GIVEN INSTRUCTION:
Restate the data exactly as given and keep the pictures out.

MATERIAL PROVIDED:
-------

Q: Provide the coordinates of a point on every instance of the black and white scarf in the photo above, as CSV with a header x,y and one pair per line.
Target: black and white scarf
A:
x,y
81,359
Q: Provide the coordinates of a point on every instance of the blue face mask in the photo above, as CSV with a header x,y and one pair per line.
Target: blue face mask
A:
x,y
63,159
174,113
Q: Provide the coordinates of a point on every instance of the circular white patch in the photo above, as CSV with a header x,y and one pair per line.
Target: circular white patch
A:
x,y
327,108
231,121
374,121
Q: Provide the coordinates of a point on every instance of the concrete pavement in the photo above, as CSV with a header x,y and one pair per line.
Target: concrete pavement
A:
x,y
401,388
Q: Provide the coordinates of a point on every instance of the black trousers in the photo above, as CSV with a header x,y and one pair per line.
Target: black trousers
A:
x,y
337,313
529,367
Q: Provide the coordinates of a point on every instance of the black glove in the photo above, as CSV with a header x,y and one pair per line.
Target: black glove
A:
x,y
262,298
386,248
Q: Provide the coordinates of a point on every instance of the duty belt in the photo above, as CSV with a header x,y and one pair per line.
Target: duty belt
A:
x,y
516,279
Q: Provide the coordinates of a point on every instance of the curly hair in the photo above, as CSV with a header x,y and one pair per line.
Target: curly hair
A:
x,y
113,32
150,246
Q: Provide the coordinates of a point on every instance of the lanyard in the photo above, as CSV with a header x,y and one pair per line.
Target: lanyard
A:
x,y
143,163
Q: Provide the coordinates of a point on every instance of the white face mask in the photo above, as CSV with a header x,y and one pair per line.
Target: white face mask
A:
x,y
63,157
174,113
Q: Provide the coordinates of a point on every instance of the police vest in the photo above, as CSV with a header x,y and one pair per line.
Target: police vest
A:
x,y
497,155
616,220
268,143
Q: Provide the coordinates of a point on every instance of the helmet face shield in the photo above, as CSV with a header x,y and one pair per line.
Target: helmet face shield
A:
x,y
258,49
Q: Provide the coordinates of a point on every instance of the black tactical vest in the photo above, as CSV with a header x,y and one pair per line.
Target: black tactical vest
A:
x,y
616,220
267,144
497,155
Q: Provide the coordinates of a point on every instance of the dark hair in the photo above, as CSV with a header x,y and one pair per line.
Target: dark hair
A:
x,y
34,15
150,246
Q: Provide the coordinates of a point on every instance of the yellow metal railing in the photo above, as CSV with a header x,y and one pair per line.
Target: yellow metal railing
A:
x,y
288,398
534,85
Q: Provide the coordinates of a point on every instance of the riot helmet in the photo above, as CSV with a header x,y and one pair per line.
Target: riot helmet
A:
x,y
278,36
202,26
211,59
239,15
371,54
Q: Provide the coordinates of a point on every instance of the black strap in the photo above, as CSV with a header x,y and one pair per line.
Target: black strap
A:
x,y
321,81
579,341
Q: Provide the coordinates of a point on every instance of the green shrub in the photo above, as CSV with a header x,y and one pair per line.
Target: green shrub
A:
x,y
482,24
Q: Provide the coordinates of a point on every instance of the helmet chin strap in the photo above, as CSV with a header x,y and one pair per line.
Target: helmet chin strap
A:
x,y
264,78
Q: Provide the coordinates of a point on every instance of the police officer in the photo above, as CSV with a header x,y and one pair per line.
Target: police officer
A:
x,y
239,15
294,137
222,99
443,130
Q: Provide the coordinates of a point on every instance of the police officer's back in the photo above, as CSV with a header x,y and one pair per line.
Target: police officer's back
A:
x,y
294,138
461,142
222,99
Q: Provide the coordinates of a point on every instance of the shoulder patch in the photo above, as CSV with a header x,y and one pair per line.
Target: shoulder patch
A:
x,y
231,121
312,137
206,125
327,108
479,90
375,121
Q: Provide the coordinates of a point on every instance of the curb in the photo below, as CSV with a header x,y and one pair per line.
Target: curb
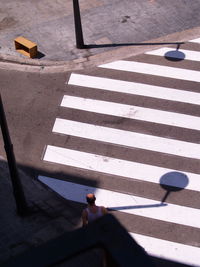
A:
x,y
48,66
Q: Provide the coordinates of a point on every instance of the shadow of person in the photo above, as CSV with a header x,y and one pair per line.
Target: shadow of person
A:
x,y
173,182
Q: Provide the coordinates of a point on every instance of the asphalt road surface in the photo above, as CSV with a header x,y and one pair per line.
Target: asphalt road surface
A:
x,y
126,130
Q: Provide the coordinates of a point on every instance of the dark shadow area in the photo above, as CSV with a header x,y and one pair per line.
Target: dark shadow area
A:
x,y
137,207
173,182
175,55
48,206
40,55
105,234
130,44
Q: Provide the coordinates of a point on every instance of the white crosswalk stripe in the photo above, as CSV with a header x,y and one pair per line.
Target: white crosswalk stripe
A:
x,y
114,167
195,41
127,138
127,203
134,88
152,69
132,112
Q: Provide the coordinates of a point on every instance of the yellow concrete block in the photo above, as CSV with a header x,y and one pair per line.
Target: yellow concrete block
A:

-------

TASK SOLUTION:
Q: Provide the coordinates of a point on every instance of the black and white scarf in the photo above, as CSV with a header x,y and one pair per line.
Target: black and white scarf
A:
x,y
81,359
Q: Provide the coordinates of a point on every instance of the blue face mask in the photo above, as CSV with a header x,y and one pair per line.
Target: blue face mask
A:
x,y
63,159
174,113
Q: Provide the coordinates of a point on every instance of the circular white patch in the photo above, as CSV with a header x,y and one pair per line.
Target: circular white patch
A:
x,y
327,108
231,121
374,121
Q: Provide the coordinates of a point on every instance of the concrete pavement in the photo above, as CSV with a header x,y and one pair per line.
Target: concrete pavement
A:
x,y
401,388
Q: Provide the coordinates of a point on every instance of the black trousers in the photo above, as CSV with a header x,y and one pair per line.
Target: black trousers
A:
x,y
337,313
529,367
Q: Provide the coordinates of a point on every instance of the black glove in the photo above, as CSV with a header x,y and one pair per line.
Target: black glove
A:
x,y
262,298
386,248
Q: Provide the coordinates of a point on every instance of the duty belt in the photo above, as CSV with a header x,y and one pair per line.
Target: duty belt
A:
x,y
516,279
Q: Provide the coordinates of a point on every instance of the curly hair in the photo above, as CSV with a header x,y and one pair per line.
Target: curly hair
A:
x,y
113,32
150,246
Q: Provide the coordinates of a point on every instance of the lanyard in the photo above, as CSV with a header x,y and one pair per line.
Target: lanyard
A:
x,y
143,163
Q: Provide the coordinates of a point on every instance of the white face mask in the photo above, as CSV with a header x,y and one pair per line.
Target: white face mask
A:
x,y
63,157
174,113
Q: Provide the coordinates of a point on every instance of the police vest in the photo above, as CSV with a header x,y and one pair per line.
Target: police vest
A:
x,y
497,155
616,220
268,143
Q: Provide the coordinates of a point on every instance of the helmet face shield in the photo above, as CSV with a header x,y and one pair per line.
Target: helmet face shield
A:
x,y
258,49
Q: Provide the coordinates of a point on every instance of the black tactical vest in the photo above, as CSV with a header x,y and one pair per line.
Target: black tactical vest
A:
x,y
616,220
267,144
497,155
Q: Provide the coordinates of a point on every instance of the dark hair in the photo above, as CSV with a header x,y and one pair per line.
Target: dark hair
A:
x,y
34,15
150,246
Q: Provide the coordinates of a point on every instance of the yellow metal railing in the photo above, as CSV with a header x,y and one pair per line.
Target: yellow metal railing
A:
x,y
288,398
534,85
Q: Provide the coordinates of a point on every instance of the riot helmet in the photo above, as CSV with a header x,y and one pair per line.
Target: riot helmet
A:
x,y
278,36
202,26
211,59
239,15
371,54
Q: Provide the coordinates of a point on every instance of the black strap in the photo above, as CSV with a header x,y and one pair per line.
Target: black strap
A:
x,y
321,81
579,341
Q: Provide the coordinates of a point on every instance of the green shrub in the photo above, as CSV with a header x,y and one pair per line.
Target: green shrub
A:
x,y
482,24
Q: Provide the coordinates of a point on every instance of the helmet chin strap in the photo above, as CSV with a header x,y and one pair per line.
Target: helmet chin strap
A:
x,y
264,78
Q: Provide the coordinates of a point on every instance of the police officer in the photo above, as CSV with a header x,y and one pair per line.
Target: police officer
A:
x,y
239,15
294,137
222,99
443,130
Q: Provide the coordinates of a point on every instance of the police officer's back in the photo above, as CSV with a header x,y and one pair per line.
Target: police officer's back
A:
x,y
294,138
461,142
222,99
Q: Provide the coordinates of a point on every instance of the shoulder patch in the photo above, as CSV with a header x,y and one pair per line.
Target: shoulder patch
A:
x,y
231,121
312,137
206,125
327,108
479,90
375,121
Q: Provide the coordinates of a point on every instance of the curb in the photo below, as CSV with a header x,y and one pair per line.
Target: curb
A:
x,y
48,66
Q: Provide the coordinates of a point on every instance of the shadow of person in the photo above, as CSV with a header x,y and one pair per line.
Target: shadow of person
A:
x,y
173,182
Q: Provide the coordinates of a point on every instance of the asphalt road surface in the photo above, as CSV with a header x,y and one pair per line.
Target: asphalt road surface
A:
x,y
126,130
Q: Provide the coordinates of a point on every instance of the dark shadow area in the photo above, as CSV with a header x,y and one pair per line.
Target: dark shadow area
A:
x,y
137,207
173,182
175,55
48,206
40,55
105,234
130,44
Q: Provide the coordinates of a point on every instance of the white crosswalk stripe in the photo above, as CSV with a header x,y and one pair per line.
Target: white crosswalk stripe
A:
x,y
114,167
195,41
127,138
127,203
134,88
152,69
132,112
Q: Provide the coordinates of a point on every instance of the yellow concrete block in the photo above, as CSV with a header x,y and one pair per line.
Target: yellow concrete block
A:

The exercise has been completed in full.